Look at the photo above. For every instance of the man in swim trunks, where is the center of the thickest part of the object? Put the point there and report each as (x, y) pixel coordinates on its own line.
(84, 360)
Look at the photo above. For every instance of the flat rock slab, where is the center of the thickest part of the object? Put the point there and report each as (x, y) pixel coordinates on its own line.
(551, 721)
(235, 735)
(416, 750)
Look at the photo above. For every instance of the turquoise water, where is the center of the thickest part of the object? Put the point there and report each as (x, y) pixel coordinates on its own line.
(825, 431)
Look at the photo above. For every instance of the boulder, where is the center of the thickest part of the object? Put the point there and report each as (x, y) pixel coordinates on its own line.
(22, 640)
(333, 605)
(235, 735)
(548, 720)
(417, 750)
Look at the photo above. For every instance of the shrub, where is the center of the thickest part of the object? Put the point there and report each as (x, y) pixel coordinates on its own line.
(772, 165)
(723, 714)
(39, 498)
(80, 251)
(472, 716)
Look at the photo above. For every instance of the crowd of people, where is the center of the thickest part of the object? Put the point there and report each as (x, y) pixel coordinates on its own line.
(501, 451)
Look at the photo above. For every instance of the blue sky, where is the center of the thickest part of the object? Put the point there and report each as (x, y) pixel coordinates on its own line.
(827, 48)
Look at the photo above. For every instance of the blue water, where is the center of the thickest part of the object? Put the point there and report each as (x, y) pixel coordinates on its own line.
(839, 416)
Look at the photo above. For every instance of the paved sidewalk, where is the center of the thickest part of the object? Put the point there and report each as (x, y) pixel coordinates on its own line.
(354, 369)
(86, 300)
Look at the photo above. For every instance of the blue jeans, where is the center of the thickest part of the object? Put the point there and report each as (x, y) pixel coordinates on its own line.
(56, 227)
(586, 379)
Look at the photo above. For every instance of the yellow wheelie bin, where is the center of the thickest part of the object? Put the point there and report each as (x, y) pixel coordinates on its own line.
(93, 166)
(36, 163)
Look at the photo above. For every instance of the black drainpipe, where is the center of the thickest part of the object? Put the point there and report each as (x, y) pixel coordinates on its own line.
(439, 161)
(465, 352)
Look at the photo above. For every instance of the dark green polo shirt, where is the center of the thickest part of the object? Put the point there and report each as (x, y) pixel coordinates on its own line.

◆ Required work: Transcribe every record above exactly as it appears.

◆ Written answer:
Look at the photo above. For every instance of the man in swim trunks, where is the center of the thickest part of the object? Put the point there and report each as (x, y) pixel coordinates on its own line.
(84, 360)
Look at the photo above. For every instance of the flat rock slab, where is the center of the thickest part of the object? Put the point there and report each as (x, y) pixel coordinates on its own line.
(551, 721)
(235, 735)
(416, 750)
Look at the photo above. For every instance of the turquoise water, where is the center of the thickest part of the object? Put the point there and report each as (x, y) pixel coordinates on its own line.
(825, 431)
Look at the photo above. For every instance of the boulder, where is the center of the thickest part of the object? Put the point there and report each as (x, y) pixel coordinates on its own line.
(22, 640)
(333, 605)
(235, 735)
(548, 720)
(417, 750)
Look at the photo above. For every instance of the shrub, where is the center of the thickest part of the object? Put the point there and report each as (x, y) pixel coordinates on its own line.
(772, 165)
(723, 714)
(39, 498)
(80, 251)
(472, 716)
Look at the photo above. For every instance of the crowd of people, where is the center of the thickest part of the object? Put the point there and report each as (x, y) pixel coordinates on its own line.
(501, 451)
Look at the photo above. For every instance of the blue sky, where is the center of the thickest part of the object? Put the point there and report each as (x, y) pixel coordinates on its own line.
(827, 48)
Look at the photo above. For every instance of the blue water, where is the center of the thickest part of the object? Put the point there and report each as (x, y) pixel coordinates on its own line.
(839, 416)
Look at the photo above. For every instance of the paved sidewalk, where is the center of the thickest part of the object? Put the point there and report each as (x, y) pixel coordinates on its own line.
(354, 369)
(86, 300)
Look at the photo above. For every instance of the blue jeans, where is the center of the thickest part of the object? Put the point there and report each as (x, y) pixel coordinates on its own line.
(56, 227)
(586, 379)
Look at the photo above. For every instance of the yellow wheelie bin, where is the center of the thickest part of the object? Put the point there and report each as (x, y) pixel coordinates on its own line.
(93, 166)
(36, 163)
Look at the photo above. For every instance of the black drainpipe, where is the center of the thickest part of the object? Put the point there and report each as (x, y) pixel coordinates on its own line.
(439, 161)
(465, 352)
Look at the photo above. For every instance of the dark green polo shirt, where is the center of the thickest part of the object? Put the point there and report each as (x, y) pixel coordinates on its own line.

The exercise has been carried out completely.